GIVEN EXERCISE A:
From the patent page on a developer supply method for a wet electrographic printer, transcribe the stretch from "The present invention" through "of the developer.".
GIVEN EXERCISE B:
Summarize the patent page on a developer supply method for a wet electrographic printer in two sentences.
GIVEN EXERCISE C:
According to the patent page on a developer supply method for a wet electrographic printer, which two properties of the developer can the method control?

EP0923007B1

EP0923007B1 - Developer supply method for a wet electrographic printer

Info

Publication number: EP0923007B1
Application number: EP98306000A
Authority: EP
Inventors: Hyong-Gu Lee
Original assignee: Samsung Electronics Co Ltd
Current assignee: Samsung Electronics Co Ltd
Priority date: 1997-12-12
Filing date: 1998-07-28
Publication date: 2004-03-17
Anticipated expiration: 2018-07-28
Also published as: DE69822416T2; KR100252101B1; DE69822416D1; EP0923007A3; EP0923007A2; KR19990049384A; EP0923007B9; US5926668A; JPH11184258A; CN1112605C; CN1219690A; JP2904776B1

Description

The present invention relates to a wet electrographic printer, and more particularly, to a developer supply method of a wet electrographic printer, capable of controlling the concentration and level of the developer.

GIVEN ENTRIES:
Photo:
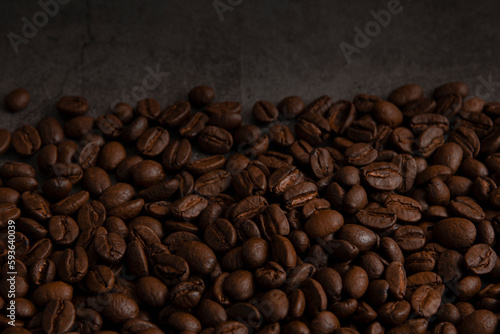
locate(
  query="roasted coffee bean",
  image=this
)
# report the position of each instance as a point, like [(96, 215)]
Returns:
[(149, 108), (96, 181), (79, 126), (480, 259), (26, 140), (193, 125), (123, 111), (5, 140), (313, 128), (387, 113), (281, 135), (449, 105), (215, 140), (467, 139), (153, 141), (50, 131), (110, 125), (265, 112), (383, 175), (135, 129), (429, 140)]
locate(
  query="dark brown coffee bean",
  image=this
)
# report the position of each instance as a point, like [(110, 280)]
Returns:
[(79, 126), (110, 247), (153, 141), (135, 129), (5, 140), (63, 230), (291, 106), (376, 218), (58, 316), (73, 265), (193, 125), (321, 163), (100, 279), (455, 233), (383, 175), (421, 122), (480, 259), (220, 235), (467, 139), (281, 135), (320, 105), (213, 183), (152, 291), (110, 125), (118, 307), (147, 173), (96, 180), (215, 140), (26, 140), (364, 130), (299, 194), (70, 204), (387, 113), (149, 108), (123, 171), (481, 321), (312, 128), (265, 112), (361, 154), (50, 131), (466, 207), (199, 256)]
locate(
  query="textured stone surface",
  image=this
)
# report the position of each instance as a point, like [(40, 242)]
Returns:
[(261, 50)]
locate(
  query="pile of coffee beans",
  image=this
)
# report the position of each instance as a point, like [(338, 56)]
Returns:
[(363, 216)]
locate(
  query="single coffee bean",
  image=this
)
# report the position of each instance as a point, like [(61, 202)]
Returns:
[(110, 125), (26, 140), (291, 106), (5, 140), (175, 114), (58, 316), (149, 108), (153, 141), (50, 131), (383, 175), (215, 140), (135, 129), (123, 111), (265, 112)]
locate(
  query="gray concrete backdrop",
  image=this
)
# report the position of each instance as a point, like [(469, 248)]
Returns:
[(260, 50)]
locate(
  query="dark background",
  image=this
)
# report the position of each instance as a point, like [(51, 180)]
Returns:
[(260, 50)]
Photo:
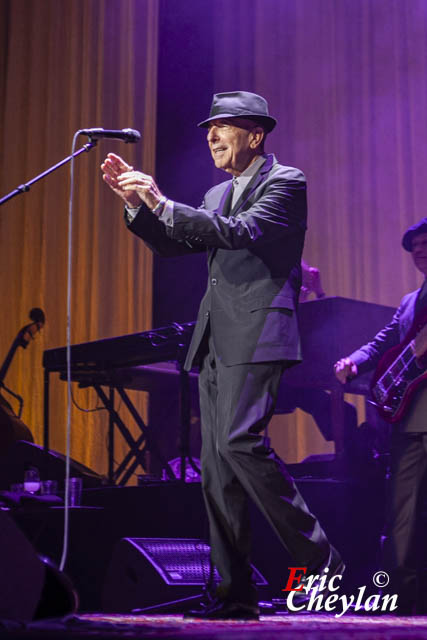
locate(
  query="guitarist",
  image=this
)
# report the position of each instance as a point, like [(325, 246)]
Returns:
[(409, 438)]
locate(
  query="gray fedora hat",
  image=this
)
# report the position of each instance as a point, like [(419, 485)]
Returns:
[(420, 227), (240, 104)]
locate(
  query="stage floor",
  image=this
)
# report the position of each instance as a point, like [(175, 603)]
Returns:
[(279, 627)]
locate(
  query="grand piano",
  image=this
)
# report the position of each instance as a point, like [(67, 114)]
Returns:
[(152, 361)]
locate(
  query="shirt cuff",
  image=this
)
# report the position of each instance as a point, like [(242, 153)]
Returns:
[(167, 214), (131, 213)]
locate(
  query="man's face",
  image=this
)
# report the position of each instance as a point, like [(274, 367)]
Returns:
[(419, 252), (233, 143)]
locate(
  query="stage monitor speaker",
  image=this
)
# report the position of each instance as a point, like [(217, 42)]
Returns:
[(156, 572), (24, 454), (30, 586)]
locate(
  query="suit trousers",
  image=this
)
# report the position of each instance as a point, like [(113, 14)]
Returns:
[(236, 404), (408, 469)]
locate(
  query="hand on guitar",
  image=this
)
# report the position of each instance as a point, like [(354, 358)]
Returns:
[(420, 343), (344, 369)]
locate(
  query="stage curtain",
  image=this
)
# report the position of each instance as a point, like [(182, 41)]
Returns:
[(347, 81), (66, 65)]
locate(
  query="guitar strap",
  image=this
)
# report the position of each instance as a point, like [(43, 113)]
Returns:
[(421, 301)]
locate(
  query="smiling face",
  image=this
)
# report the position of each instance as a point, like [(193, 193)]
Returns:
[(234, 143), (419, 252)]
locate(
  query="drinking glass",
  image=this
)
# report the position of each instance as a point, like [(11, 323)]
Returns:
[(31, 480)]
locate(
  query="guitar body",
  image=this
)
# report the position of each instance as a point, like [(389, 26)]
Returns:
[(399, 375)]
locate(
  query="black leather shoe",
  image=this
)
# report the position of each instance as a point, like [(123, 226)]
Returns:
[(332, 566), (225, 610)]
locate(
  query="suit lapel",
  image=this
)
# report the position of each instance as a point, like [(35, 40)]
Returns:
[(222, 210), (258, 179), (224, 207)]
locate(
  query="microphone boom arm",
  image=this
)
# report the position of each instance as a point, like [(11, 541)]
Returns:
[(26, 186)]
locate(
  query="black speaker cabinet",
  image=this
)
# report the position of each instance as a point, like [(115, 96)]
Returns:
[(157, 572)]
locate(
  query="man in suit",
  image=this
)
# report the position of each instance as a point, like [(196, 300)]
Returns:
[(246, 334), (409, 437)]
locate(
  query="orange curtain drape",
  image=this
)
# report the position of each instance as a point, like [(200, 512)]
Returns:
[(347, 80), (67, 65)]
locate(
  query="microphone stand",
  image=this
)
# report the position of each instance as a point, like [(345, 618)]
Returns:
[(26, 186)]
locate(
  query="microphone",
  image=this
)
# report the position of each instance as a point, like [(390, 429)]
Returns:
[(127, 135)]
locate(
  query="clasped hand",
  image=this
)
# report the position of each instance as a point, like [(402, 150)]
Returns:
[(132, 186)]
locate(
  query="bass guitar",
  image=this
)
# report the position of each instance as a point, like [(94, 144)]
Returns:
[(401, 373)]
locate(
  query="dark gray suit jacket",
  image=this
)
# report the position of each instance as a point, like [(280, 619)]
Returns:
[(254, 255)]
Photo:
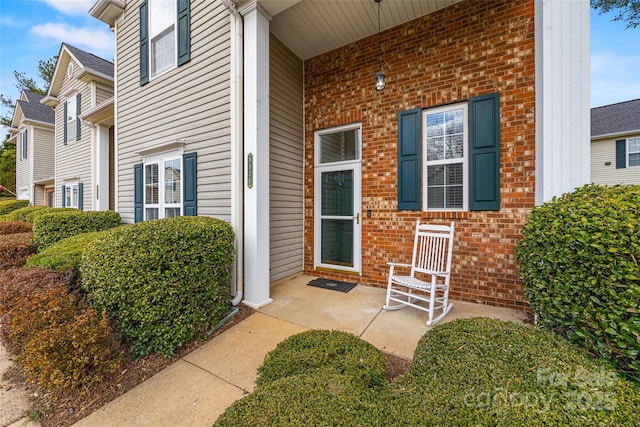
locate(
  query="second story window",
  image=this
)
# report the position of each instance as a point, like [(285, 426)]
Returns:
[(162, 34)]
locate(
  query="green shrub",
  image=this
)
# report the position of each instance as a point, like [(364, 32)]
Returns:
[(15, 249), (13, 227), (467, 372), (71, 354), (162, 281), (7, 206), (51, 227), (64, 254), (579, 260), (21, 214), (325, 350), (34, 213)]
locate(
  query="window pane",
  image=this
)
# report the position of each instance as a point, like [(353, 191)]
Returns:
[(172, 181), (339, 146), (151, 213), (337, 193), (151, 184)]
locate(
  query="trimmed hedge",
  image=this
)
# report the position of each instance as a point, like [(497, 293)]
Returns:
[(14, 227), (15, 249), (7, 206), (323, 350), (579, 260), (21, 214), (51, 227), (467, 372), (162, 281), (64, 254)]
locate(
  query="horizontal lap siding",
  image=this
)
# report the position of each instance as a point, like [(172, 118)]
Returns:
[(286, 162), (43, 152), (190, 103), (73, 160)]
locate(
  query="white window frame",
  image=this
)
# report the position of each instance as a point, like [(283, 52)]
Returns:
[(158, 30), (160, 160), (24, 145), (635, 140), (72, 116), (464, 160), (71, 188)]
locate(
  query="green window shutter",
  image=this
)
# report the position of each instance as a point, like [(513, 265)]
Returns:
[(78, 117), (190, 184), (80, 196), (138, 193), (144, 43), (184, 32), (621, 154), (409, 143), (484, 153), (64, 121)]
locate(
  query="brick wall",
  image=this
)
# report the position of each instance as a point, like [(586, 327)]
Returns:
[(472, 48)]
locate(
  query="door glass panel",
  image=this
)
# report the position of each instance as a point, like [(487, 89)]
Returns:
[(339, 146), (337, 193), (337, 242)]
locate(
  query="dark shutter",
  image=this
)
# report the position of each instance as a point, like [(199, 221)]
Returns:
[(189, 184), (80, 196), (144, 43), (78, 117), (64, 121), (621, 154), (484, 152), (409, 143), (138, 193), (184, 32)]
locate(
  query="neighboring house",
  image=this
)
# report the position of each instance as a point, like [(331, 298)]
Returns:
[(268, 109), (615, 143), (32, 129), (81, 92)]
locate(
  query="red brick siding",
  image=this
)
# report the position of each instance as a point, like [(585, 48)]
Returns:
[(472, 48)]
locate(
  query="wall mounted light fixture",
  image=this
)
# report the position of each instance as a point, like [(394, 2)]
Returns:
[(380, 84)]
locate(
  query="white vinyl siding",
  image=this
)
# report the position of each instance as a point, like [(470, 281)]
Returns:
[(189, 105), (73, 160), (603, 165), (286, 162)]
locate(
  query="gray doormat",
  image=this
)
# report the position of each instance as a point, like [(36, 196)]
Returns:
[(334, 285)]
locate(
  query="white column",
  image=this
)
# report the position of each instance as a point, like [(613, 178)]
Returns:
[(101, 203), (256, 155), (563, 114)]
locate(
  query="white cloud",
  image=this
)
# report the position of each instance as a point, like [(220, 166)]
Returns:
[(614, 78), (96, 41), (71, 7)]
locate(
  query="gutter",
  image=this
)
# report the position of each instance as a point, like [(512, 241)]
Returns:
[(237, 144)]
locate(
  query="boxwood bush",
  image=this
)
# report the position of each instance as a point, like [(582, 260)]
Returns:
[(162, 281), (50, 227), (579, 260), (7, 206), (467, 372), (324, 350)]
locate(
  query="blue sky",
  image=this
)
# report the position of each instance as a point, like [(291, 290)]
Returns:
[(31, 30)]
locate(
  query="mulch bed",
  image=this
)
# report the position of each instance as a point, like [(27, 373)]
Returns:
[(67, 409)]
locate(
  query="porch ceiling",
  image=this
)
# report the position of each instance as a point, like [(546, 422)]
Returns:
[(312, 27)]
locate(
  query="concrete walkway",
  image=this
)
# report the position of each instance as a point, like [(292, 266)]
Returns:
[(198, 388)]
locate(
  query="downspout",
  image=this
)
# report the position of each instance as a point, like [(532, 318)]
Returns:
[(237, 144)]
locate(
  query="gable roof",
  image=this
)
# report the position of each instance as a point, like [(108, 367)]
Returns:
[(623, 117), (93, 68)]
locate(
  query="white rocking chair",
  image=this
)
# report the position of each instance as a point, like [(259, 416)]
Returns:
[(432, 252)]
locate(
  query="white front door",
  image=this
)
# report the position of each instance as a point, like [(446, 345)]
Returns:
[(337, 221)]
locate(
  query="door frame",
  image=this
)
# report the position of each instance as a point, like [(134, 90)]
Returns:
[(356, 166)]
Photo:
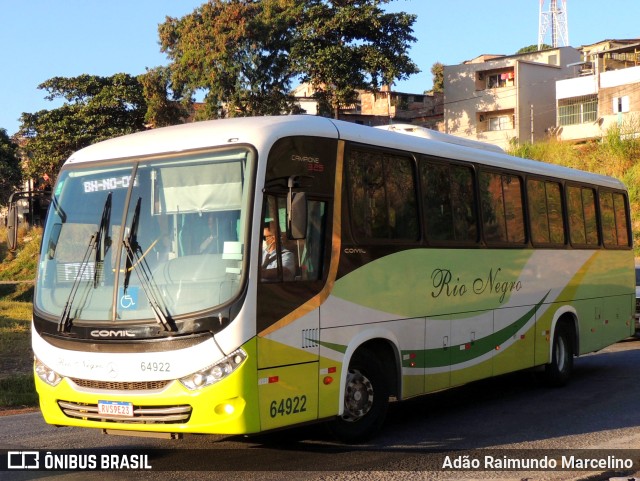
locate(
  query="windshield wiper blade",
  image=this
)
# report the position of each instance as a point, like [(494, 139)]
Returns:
[(98, 241), (136, 259), (131, 244), (64, 323), (103, 241)]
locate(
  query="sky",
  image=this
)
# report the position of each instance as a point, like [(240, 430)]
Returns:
[(42, 39)]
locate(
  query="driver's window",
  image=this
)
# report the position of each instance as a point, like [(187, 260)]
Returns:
[(284, 259)]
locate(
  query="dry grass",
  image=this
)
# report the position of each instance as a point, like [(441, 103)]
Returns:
[(16, 358)]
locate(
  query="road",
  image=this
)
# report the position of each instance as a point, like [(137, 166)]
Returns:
[(598, 410)]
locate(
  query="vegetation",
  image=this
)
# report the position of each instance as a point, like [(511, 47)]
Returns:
[(16, 358), (245, 55), (10, 173), (616, 155)]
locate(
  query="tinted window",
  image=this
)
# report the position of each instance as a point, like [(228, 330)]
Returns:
[(583, 226), (502, 214), (545, 212), (448, 200), (382, 196)]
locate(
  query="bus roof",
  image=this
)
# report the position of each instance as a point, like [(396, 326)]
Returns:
[(261, 132)]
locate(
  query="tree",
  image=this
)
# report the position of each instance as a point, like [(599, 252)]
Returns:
[(96, 108), (163, 108), (10, 173), (437, 70), (237, 52), (345, 45), (245, 54)]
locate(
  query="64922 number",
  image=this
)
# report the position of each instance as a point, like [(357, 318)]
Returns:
[(288, 406)]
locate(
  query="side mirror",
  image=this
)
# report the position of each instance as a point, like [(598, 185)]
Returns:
[(12, 227), (296, 215)]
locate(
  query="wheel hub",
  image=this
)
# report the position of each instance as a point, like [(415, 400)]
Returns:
[(358, 396)]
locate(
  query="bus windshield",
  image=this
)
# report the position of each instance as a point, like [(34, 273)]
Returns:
[(146, 240)]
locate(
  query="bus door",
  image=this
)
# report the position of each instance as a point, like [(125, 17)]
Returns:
[(294, 247)]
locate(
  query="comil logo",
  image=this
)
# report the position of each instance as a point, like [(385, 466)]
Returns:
[(23, 460), (112, 333)]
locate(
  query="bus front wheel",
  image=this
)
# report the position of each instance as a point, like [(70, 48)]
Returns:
[(559, 369), (366, 398)]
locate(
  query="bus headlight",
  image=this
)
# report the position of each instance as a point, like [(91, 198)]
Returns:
[(47, 374), (215, 373)]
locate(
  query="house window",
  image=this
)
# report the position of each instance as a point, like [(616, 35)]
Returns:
[(499, 80), (578, 110), (501, 122)]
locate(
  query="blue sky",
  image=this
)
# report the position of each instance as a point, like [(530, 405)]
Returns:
[(42, 39)]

EXERCISE RESPONSE A:
The present invention relates to a wet electrographic printer, and more particularly, to a developer supply method of a wet electrographic printer, capable of controlling the concentration and level of the developer.

EXERCISE RESPONSE B:
Patent EP0923007B1, filed on 1998-07-28 with Hyong-Gu Lee as inventor and Samsung Electronics Co Ltd as assignee, covers a developer supply method for a wet electrographic printer. The method is capable of controlling the concentration and level of the developer.

EXERCISE RESPONSE C:
Its concentration and its level.